### PASSAGE SHOWN
|The Courier N° 159 - Sept - Oct 1996 - Dossier: Investing in People - Country Reports: Mali ; Western Samoa (EC Courier, 1996, 96 p.)|
South Pacific Forum: 'responding to the needs of the Member States'
Although an accountant by training, leremiah Tabai has never had the opportunity to practise his profession, having pursued a successful political career instead since 1974. In 1978, he was annointed head of government in Kiribati and a year later he became his country's first President, when it achieved independence. He held this position for 12 years. In 1991, he took up the top post in one of the South Pacific's key regional bodies, the Forum Secretariat, which is based in Suva, Fiji. During a recent Courier visit to the region, we had the opportunity to interview the Secretary General. Our discussion was wide-ranging, covering issues such as the Forum Secretariat's role, the economic challenges facing the South Pacific, and the development of regional links with Australia, New Zealand and Asia. We began by asking Mr Tabai to outline the objectives of the organisation that he heads.
- Like many other organisations in the region, the Forum was established essentially to try and assist the development process of the Member States. At the time it was set up, there was already an organisation in existence - the South Pacific Commission - which dates back to 1947. But there was a feeling that we needed an organisation that was not just restricted to economic issues; that could talk about other matters with a bearing on the development of the region.
In the early years, when the organisation was called the South Pacific Bureau for Economic Cooperation (SPEC), the focus was heavily on trying to assist the trade and economic development of the member countries. Later, the name was changed to the Forum Secretariat and its role evolved.
· In what way?
-It has evolved in seeking to respond to the needs of the Member States. It started as a very small bureau essentially dealing, as I said, with trade and economic issues. Subsequently, it moved into areas like energy, civil aviation, maritime questions and telecommunications. It also became more involved in political issues. We have a division which deals specifically with these.

### GOAL 1
From the interview, return everything from "In the early" down to "In what way?" without changes.
### GOAL 2
According to the interview, why was the Forum set up when the South Pacific Commission already existed? Answer in one to three sentences.

### DATA LINES
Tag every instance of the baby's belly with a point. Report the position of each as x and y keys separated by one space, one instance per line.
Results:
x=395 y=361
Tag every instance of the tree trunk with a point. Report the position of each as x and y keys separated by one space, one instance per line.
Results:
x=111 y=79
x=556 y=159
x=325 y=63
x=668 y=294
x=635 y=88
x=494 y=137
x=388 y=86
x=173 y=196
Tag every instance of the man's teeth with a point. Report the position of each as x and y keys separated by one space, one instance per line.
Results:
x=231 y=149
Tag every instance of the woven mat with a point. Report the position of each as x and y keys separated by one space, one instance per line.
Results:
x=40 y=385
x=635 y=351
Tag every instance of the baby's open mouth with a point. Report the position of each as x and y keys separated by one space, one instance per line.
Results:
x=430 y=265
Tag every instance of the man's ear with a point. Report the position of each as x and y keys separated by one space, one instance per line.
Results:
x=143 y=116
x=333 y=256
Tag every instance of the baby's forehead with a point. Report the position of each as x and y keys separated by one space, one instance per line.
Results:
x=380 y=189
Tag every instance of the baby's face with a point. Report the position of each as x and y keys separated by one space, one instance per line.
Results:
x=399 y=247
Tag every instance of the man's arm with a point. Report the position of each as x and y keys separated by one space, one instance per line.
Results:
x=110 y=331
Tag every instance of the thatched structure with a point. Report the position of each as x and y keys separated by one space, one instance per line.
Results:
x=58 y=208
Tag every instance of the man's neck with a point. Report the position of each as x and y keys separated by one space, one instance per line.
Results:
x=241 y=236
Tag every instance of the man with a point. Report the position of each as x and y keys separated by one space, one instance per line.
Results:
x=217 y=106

### FULL ANSWER 1
In the early years, when the organisation was called the South Pacific Bureau for Economic Cooperation (SPEC), the focus was heavily on trying to assist the trade and economic development of the member countries. Later, the name was changed to the Forum Secretariat and its role evolved.
· In what way?

### FULL ANSWER 2
There was a feeling that the region needed an organisation not restricted to economic issues, one that could also discuss other matters bearing on the region's development.